Trecho do documento:
***
Contudo, tendo em vista as diferentes possibilidades que temos observado no uso desse recurso, em que muitas vezes a voz do cineasta abre espaço para conviver com as de outros personagens dos filmes, nos parece ser de maior interesse adotar a definição mais ampla do comentário (FRANCE, 1990: 2), que abriga desde a utilização de títulos, característica das décadas iniciais do cinema (mas que não se restringe a elas), à multiplicidade complexa de vozes da produção documentária mais recente.

Segundo Claudine de France, o comentário seria todo discurso a respeito da própria imagem ou relativo à ação mostrada que emanaria de um falante qualquer no filme, seja ele o próprio cineasta, os sujeitos filmados ou mesmo um indivíduo exterior ao registro. Contudo, a despeito da natureza verbal do comentário, a autora pondera que, para sua análise:

[...] me parece concebível abordá-lo por um outro viés que, paradoxalmente, é o da metodologia audiovisual e da cenografia. É preciso, uma vez definidas suas funções próprias, considerá-lo como uma maneira verbal de encenar o real ou a imagem, e de aplicar, para seu estudo, dentre todas as categorias de análise possíveis, aquelas que igualmente podemos aplicar ao estudo desta (FRANCE 1990, 1; tradução nossa)
***
Lista de exercícios:
(a) Transcreva, do trecho sobre o comentário no cinema, a parte que vai de "Segundo Claudine de" até "1; tradução nossa)", inclusive.
(b) Responda com base no trecho sobre o comentário no cinema:
(i) Segundo Claudine de France, quem pode ser o falante que emite o comentário no filme?
(ii) Que recurso, característico das décadas iniciais do cinema, a definição mais ampla do comentário abriga?
(iii) Por qual viés a autora considera concebível abordar o comentário?
(c) Reescreva de forma mais concisa o parágrafo do trecho sobre o comentário no cinema que começa com "Contudo, tendo em vista", mantendo seus fatos principais.
***
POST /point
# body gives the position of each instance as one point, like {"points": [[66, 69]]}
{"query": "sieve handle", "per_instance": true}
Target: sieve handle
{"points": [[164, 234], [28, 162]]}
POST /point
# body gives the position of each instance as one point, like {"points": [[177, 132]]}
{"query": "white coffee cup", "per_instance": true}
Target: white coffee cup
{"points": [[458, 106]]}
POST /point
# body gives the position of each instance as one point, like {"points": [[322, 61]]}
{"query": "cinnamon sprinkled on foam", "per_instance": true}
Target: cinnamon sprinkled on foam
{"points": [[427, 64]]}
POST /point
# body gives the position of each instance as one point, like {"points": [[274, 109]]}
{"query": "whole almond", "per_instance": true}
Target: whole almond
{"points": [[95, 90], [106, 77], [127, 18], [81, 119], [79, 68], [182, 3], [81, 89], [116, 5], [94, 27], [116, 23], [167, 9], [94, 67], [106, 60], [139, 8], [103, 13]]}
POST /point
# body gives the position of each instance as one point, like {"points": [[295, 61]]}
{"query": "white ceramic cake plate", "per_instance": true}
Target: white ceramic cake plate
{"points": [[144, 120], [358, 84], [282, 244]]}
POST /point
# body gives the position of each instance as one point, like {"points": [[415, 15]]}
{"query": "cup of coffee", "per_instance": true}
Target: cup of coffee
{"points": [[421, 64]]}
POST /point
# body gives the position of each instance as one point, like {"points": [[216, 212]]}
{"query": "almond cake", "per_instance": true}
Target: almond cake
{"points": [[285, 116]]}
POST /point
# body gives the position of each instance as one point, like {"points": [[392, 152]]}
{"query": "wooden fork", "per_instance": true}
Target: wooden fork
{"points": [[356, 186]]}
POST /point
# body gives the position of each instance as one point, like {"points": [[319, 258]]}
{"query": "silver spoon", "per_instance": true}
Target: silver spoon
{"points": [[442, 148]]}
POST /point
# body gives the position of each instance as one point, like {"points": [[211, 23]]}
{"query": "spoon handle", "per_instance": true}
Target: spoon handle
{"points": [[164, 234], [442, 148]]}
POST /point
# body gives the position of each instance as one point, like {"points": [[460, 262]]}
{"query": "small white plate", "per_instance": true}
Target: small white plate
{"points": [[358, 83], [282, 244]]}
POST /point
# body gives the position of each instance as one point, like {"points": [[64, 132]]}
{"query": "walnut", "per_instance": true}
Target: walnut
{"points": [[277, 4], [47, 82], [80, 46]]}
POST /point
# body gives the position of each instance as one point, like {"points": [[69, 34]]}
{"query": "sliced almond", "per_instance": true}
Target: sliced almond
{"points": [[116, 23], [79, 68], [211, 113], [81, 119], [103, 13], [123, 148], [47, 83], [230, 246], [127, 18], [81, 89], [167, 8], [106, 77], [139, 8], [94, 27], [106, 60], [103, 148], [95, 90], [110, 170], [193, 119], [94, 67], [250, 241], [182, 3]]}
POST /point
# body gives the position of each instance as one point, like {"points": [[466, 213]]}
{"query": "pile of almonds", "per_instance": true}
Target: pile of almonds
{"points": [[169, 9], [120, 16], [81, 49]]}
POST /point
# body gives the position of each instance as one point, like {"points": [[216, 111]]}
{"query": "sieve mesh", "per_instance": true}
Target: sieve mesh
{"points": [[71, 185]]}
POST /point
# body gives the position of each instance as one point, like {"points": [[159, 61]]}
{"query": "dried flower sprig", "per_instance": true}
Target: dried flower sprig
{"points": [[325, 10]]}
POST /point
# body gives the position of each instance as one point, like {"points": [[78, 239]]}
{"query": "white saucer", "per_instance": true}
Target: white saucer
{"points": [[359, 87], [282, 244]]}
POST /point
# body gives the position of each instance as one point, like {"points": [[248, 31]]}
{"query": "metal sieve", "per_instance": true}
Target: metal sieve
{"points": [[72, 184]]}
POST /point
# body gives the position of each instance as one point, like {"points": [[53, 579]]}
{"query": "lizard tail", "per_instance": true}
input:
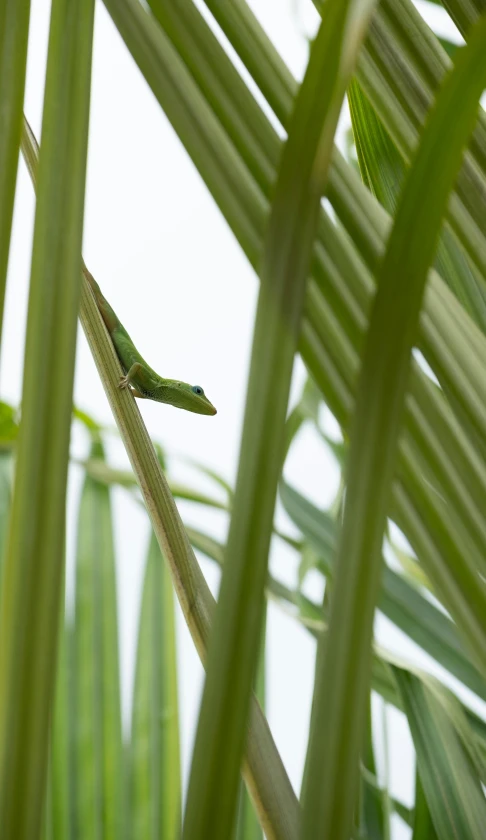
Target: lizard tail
***
Respostas:
(a)
Segundo Claudine de France, o comentário seria todo discurso a respeito da própria imagem ou relativo à ação mostrada que emanaria de um falante qualquer no filme, seja ele o próprio cineasta, os sujeitos filmados ou mesmo um indivíduo exterior ao registro. Contudo, a despeito da natureza verbal do comentário, a autora pondera que, para sua análise:

[...] me parece concebível abordá-lo por um outro viés que, paradoxalmente, é o da metodologia audiovisual e da cenografia. É preciso, uma vez definidas suas funções próprias, considerá-lo como uma maneira verbal de encenar o real ou a imagem, e de aplicar, para seu estudo, dentre todas as categorias de análise possíveis, aquelas que igualmente podemos aplicar ao estudo desta (FRANCE 1990, 1; tradução nossa)

(b)
(i) O próprio cineasta, os sujeitos filmados ou mesmo um indivíduo exterior ao registro.
(ii) A utilização de títulos.
(iii) Pelo viés da metodologia audiovisual e da cenografia.

(c) Como no uso do comentário a voz do cineasta muitas vezes convive com as de outros personagens dos filmes, parece mais interessante adotar a definição mais ampla de comentário (FRANCE, 1990: 2). Essa definição vai desde a utilização de títulos, característica das décadas iniciais do cinema, mas não restrita a elas, até a multiplicidade complexa de vozes da produção documentária mais recente.